* START RECORDS FOR THIS TASK *

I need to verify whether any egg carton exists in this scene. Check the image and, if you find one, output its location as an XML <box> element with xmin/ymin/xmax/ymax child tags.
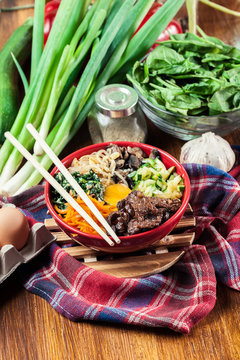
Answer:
<box><xmin>0</xmin><ymin>223</ymin><xmax>56</xmax><ymax>284</ymax></box>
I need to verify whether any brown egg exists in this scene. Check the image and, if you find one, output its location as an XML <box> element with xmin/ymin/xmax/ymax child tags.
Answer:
<box><xmin>0</xmin><ymin>206</ymin><xmax>30</xmax><ymax>250</ymax></box>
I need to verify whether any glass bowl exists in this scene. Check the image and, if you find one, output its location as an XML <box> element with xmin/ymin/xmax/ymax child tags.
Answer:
<box><xmin>134</xmin><ymin>86</ymin><xmax>240</xmax><ymax>141</ymax></box>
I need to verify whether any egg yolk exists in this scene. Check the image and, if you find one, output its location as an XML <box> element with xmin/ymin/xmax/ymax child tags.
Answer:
<box><xmin>104</xmin><ymin>184</ymin><xmax>131</xmax><ymax>206</ymax></box>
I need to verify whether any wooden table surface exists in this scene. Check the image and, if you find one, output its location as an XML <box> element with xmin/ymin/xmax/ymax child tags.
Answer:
<box><xmin>0</xmin><ymin>0</ymin><xmax>240</xmax><ymax>360</ymax></box>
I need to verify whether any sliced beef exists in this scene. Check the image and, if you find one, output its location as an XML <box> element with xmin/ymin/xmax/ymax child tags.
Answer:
<box><xmin>107</xmin><ymin>191</ymin><xmax>181</xmax><ymax>235</ymax></box>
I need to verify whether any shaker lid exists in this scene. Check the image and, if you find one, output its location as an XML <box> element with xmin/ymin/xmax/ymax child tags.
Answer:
<box><xmin>95</xmin><ymin>84</ymin><xmax>138</xmax><ymax>118</ymax></box>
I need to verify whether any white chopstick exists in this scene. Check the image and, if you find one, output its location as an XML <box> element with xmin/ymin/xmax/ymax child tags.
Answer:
<box><xmin>4</xmin><ymin>132</ymin><xmax>114</xmax><ymax>246</ymax></box>
<box><xmin>26</xmin><ymin>124</ymin><xmax>121</xmax><ymax>244</ymax></box>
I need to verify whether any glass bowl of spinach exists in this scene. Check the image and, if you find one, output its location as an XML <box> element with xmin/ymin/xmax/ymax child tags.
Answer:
<box><xmin>127</xmin><ymin>33</ymin><xmax>240</xmax><ymax>140</ymax></box>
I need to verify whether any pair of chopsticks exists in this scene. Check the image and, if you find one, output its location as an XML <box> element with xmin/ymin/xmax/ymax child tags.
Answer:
<box><xmin>5</xmin><ymin>124</ymin><xmax>121</xmax><ymax>246</ymax></box>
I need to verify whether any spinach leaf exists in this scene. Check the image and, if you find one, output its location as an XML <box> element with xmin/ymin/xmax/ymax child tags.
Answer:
<box><xmin>128</xmin><ymin>31</ymin><xmax>240</xmax><ymax>116</ymax></box>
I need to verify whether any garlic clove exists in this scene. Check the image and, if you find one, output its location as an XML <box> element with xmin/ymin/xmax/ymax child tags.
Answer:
<box><xmin>180</xmin><ymin>132</ymin><xmax>236</xmax><ymax>172</ymax></box>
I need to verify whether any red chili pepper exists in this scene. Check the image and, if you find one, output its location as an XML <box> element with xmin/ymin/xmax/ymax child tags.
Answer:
<box><xmin>44</xmin><ymin>0</ymin><xmax>61</xmax><ymax>46</ymax></box>
<box><xmin>134</xmin><ymin>2</ymin><xmax>182</xmax><ymax>51</ymax></box>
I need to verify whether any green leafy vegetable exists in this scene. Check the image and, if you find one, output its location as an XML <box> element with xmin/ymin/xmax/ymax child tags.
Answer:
<box><xmin>128</xmin><ymin>158</ymin><xmax>185</xmax><ymax>199</ymax></box>
<box><xmin>52</xmin><ymin>170</ymin><xmax>104</xmax><ymax>209</ymax></box>
<box><xmin>127</xmin><ymin>32</ymin><xmax>240</xmax><ymax>116</ymax></box>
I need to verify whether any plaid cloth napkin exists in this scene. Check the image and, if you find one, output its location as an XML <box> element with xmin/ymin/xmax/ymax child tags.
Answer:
<box><xmin>2</xmin><ymin>149</ymin><xmax>240</xmax><ymax>333</ymax></box>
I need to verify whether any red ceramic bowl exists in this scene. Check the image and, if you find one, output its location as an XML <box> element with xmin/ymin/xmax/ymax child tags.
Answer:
<box><xmin>45</xmin><ymin>141</ymin><xmax>191</xmax><ymax>253</ymax></box>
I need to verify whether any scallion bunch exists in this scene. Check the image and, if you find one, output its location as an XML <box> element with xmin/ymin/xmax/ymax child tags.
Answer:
<box><xmin>0</xmin><ymin>0</ymin><xmax>184</xmax><ymax>194</ymax></box>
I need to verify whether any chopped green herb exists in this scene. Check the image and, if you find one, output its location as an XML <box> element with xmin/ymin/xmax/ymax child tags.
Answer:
<box><xmin>52</xmin><ymin>170</ymin><xmax>104</xmax><ymax>209</ymax></box>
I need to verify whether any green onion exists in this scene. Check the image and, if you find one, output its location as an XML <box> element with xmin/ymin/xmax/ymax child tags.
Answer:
<box><xmin>11</xmin><ymin>53</ymin><xmax>29</xmax><ymax>94</ymax></box>
<box><xmin>31</xmin><ymin>0</ymin><xmax>45</xmax><ymax>81</ymax></box>
<box><xmin>0</xmin><ymin>0</ymin><xmax>184</xmax><ymax>193</ymax></box>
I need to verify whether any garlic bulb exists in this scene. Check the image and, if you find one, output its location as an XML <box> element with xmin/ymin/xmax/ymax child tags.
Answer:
<box><xmin>180</xmin><ymin>132</ymin><xmax>235</xmax><ymax>172</ymax></box>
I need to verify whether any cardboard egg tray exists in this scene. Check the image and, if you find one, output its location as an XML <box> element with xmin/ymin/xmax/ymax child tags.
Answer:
<box><xmin>0</xmin><ymin>223</ymin><xmax>56</xmax><ymax>284</ymax></box>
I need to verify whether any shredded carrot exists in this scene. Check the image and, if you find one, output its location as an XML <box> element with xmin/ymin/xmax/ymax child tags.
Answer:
<box><xmin>54</xmin><ymin>196</ymin><xmax>117</xmax><ymax>234</ymax></box>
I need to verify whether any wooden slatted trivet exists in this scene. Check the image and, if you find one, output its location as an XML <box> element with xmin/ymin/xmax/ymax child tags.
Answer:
<box><xmin>45</xmin><ymin>205</ymin><xmax>196</xmax><ymax>278</ymax></box>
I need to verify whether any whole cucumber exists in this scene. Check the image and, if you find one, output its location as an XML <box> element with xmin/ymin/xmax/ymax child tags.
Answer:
<box><xmin>0</xmin><ymin>18</ymin><xmax>33</xmax><ymax>144</ymax></box>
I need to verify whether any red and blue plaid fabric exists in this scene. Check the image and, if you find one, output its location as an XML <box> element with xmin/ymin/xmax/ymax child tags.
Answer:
<box><xmin>3</xmin><ymin>150</ymin><xmax>240</xmax><ymax>333</ymax></box>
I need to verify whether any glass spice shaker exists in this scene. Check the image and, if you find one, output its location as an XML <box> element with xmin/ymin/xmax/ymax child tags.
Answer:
<box><xmin>88</xmin><ymin>84</ymin><xmax>147</xmax><ymax>143</ymax></box>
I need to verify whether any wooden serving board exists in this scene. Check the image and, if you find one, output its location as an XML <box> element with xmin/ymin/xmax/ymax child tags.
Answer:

* END RECORDS FOR THIS TASK *

• EXERCISE PROMPT: Return every line of the records above that contains the word "spinach".

• FULL SOLUTION:
I need to verify whether any glass bowl of spinach exists in this scene. Check the image and, if you find one, output its location as an XML <box> element with xmin/ymin/xmax/ymax child tags.
I need to verify whether any spinach leaf exists in this scene. Check the image and, if you find one, output its location as an XML <box> element with xmin/ymin/xmax/ymax child tags.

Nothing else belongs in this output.